→ **Passage shown**:
-=-=-=-=-
29 As to a “cover price”, these same parties admit that, at all times material to this proceeding, they (and Mr Richardson) knew of a practice by that name which had developed and which was continuing amongst builder participants in the Central Queensland and South East Queensland markers for building services. That practice known as “cover pricing”, they admit, arose in circumstances where a builder participant wished to be seen to tender for a particular project but either:
(a) did not wish to win the tender; or
(b) did not have the time or resources to prepare a tender for that project.
By admission of these parties, the practice included the following:
(a) a builder (the first builder) wishing to be seen to tender for a particular project asks another builder (the second builder), which it knows or believes also to be tendering for the same project for a price, termed a “cover price” or a “cover” in respect of that project;
(b) the second builder may then give the first builder a cover price in respect of the project shortly prior to the close of tenders for that project.
30 Woollam and Mr Bogiatzis further admit, but Kelly and Mr Murphy do not, that the following are also features of the practice of “cover pricing”:
(a) the first builder and the second builder know or believe that:
(i) the second builder will be tendering for the particular project at a price less than the cover price
(ii) should it choose to tender for the particular project, the first builder will tender at a price no less than the cover price;
(iii) the first builder can tender at a price no less than the cover price without having to expend any time or resources in calculating its own price for the tender;
(iv) as between the first and second builders, the second builder’s price will be less than the first builder’s price should the first builder tender for the project;
(b) the first builder then lodges a tender for the project with a tender price no less than the cover price;
(c) the second builder then lodges a tender for the project with a price less than the cover price.
With respect to cover pricing, I shall term these the “additional features”.
31 Kelly’s Mr Richardson and Mr Murphy were each asked about their knowledge of the practice of covering pricing in the course of their respective examinations under s 155 of the TPA.
32 Mr Murphy acknowledged that, within Kelly, he was the person who made the ultimate decision as to whether a price was to be submitted for a particular project and what that price would be (T393, where “T” is refers to the transcript page, in this instance of the s 155 examination). As to deciding what the price would be, Mr Murphy stated that he made this decision in conjunction with Mr Richardson or, on occasion, with the company’s managing director.
-=-=-=-=-
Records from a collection
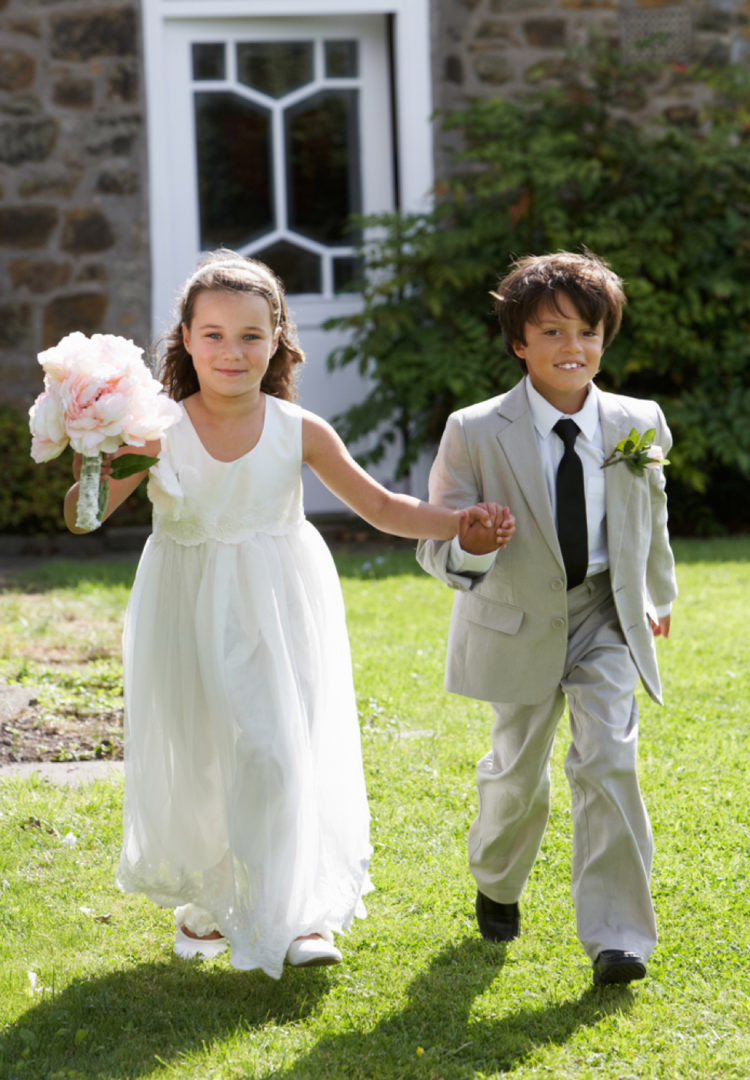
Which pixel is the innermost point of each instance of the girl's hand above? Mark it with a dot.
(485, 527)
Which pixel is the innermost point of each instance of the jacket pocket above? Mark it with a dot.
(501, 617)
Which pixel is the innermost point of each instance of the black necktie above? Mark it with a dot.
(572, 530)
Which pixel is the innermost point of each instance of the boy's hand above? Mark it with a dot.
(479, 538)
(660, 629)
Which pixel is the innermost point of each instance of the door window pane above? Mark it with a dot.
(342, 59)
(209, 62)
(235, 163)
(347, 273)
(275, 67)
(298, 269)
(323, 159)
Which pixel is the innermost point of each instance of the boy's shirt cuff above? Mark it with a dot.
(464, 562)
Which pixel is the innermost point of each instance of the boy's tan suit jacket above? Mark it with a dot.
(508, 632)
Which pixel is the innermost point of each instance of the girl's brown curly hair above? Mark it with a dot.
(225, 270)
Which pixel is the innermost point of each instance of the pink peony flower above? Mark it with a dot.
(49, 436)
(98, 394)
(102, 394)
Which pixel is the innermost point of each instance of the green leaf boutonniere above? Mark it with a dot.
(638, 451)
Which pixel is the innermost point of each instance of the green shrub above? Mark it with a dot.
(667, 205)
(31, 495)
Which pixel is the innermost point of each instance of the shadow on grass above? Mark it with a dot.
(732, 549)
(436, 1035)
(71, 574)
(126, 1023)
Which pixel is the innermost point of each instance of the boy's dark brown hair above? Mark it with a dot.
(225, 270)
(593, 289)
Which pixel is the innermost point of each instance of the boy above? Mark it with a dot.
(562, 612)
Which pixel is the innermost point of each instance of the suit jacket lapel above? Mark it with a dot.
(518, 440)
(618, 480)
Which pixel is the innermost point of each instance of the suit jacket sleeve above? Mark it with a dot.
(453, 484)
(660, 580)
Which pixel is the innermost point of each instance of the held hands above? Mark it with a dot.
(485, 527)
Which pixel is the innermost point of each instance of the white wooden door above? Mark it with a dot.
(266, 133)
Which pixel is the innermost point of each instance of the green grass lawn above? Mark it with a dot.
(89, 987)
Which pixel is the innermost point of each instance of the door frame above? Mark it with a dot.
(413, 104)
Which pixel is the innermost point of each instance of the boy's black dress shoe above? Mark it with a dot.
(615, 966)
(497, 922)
-=-=-=-=-
→ **Required tasks**:
A. Retype the stretch of the listing from the line containing "door above? Mark it with a dot." through the end of the listing, keeping every line unchanged.
B. Write what comes next in the passage on cover pricing, picking up after its last sentence.

→ **Response list**:
A.
Which pixel is the innermost point of each instance of the white wooden door above? Mark it with a dot.
(266, 133)
Which pixel is the innermost point of each instance of the green grass lawn above? Mark it with a dot.
(89, 987)
Which pixel is the innermost point of each instance of the door frame above? Mark it with a dot.
(413, 104)
Which pixel is the innermost point of each instance of the boy's black dress shoe above? Mark it with a dot.
(615, 966)
(497, 922)

B.
33 As to cover pricing, the tenor of Mr Murphy’s answers when examined under s 155 was similar to the further admissions, noted above, made by Woollam and Mr Bogiatzis in their pleaded defence with respect to the practice of cover pricing, including with respect to the additional features. Thus, he admitted (T311-312) that a cover price, “involves a price being given to another contractor to ensure that … their price is not the lowest price submitted.” He related the circumstances in which a cover price would be sought as including insufficient time to prepare an estimate for a tender price, a “difficult” architect or principal for whom the company did not wish to work, the difficulty of a job and whether it was too large, too small or too distant from base. Another reason he gave for the seeking of a cover price might be wishing to be seen to be interested in work from a particular source, eg an architect or client even though the company was not interested in securing a particular project.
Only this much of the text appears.